PRESCRIÇÃO INFRACIONAL OU INEFICÁCIA PEDAGÓGICA?

Reflexões sobre a impossibilidade de aplicação de medida sócio-educativa em decorrência da ação do tempo

 

 

Guaraci de Campos Vianna[1]

Juiz de Direito Titular da 2ª Vara da Infância e da Juventude.

 

 

Não há estudioso do direito natural que não se tenha debruçado sobre o diálogo de Antígone e Creonte, na peça de Sófocles, para distinguir, na literatura clássica, a norma justa do direito escrito. O confronto tenso, decorre do fato de ter a filha de Édipo enterrado seu irmão Polinice contra as expressas ordens do Rei de Tebas. Vale à pena transcrevê-lo, em parte:

 

"- Creonte: Responda-me, sem rodeios e em uma palavra: sabias que estava proibida de enterrá-lo ?

 - Antígone: Sabia. Como não havia de saber, se a ordem era clara ?

 - Creonte: E tu  atrevestes a  violar tais  leis ?

◆ DADOS FORNECIDOS ◆
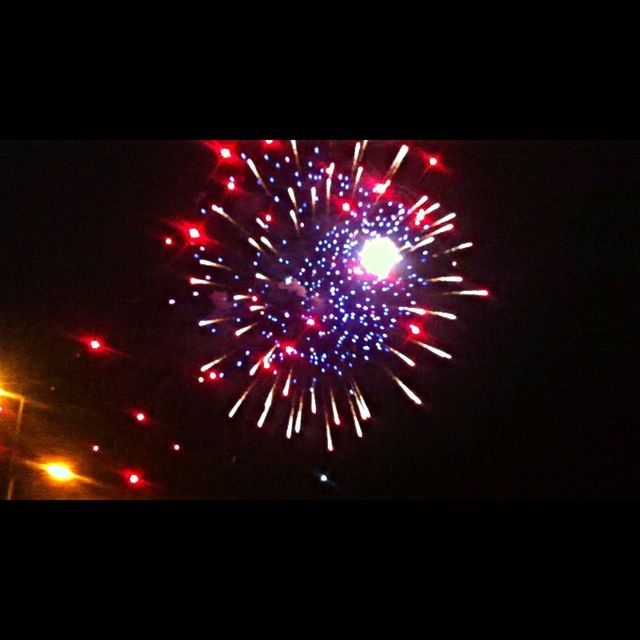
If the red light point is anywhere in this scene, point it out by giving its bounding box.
[373,182,387,195]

◆ SOBRE A TAREFA ◆
Transcreva o texto sobre prescrição infracional na íntegra, sem qualquer alteração. As linhas não têm relação com o texto.

◆ RESPOSTA ◆
PRESCRIÇÃO INFRACIONAL OU INEFICÁCIA PEDAGÓGICA?

Reflexões sobre a impossibilidade de aplicação de medida sócio-educativa em decorrência da ação do tempo

 

 

Guaraci de Campos Vianna[1]

Juiz de Direito Titular da 2ª Vara da Infância e da Juventude.

 

 

Não há estudioso do direito natural que não se tenha debruçado sobre o diálogo de Antígone e Creonte, na peça de Sófocles, para distinguir, na literatura clássica, a norma justa do direito escrito. O confronto tenso, decorre do fato de ter a filha de Édipo enterrado seu irmão Polinice contra as expressas ordens do Rei de Tebas. Vale à pena transcrevê-lo, em parte:

 

"- Creonte: Responda-me, sem rodeios e em uma palavra: sabias que estava proibida de enterrá-lo ?

 - Antígone: Sabia. Como não havia de saber, se a ordem era clara ?

 - Creonte: E tu  atrevestes a  violar tais  leis ?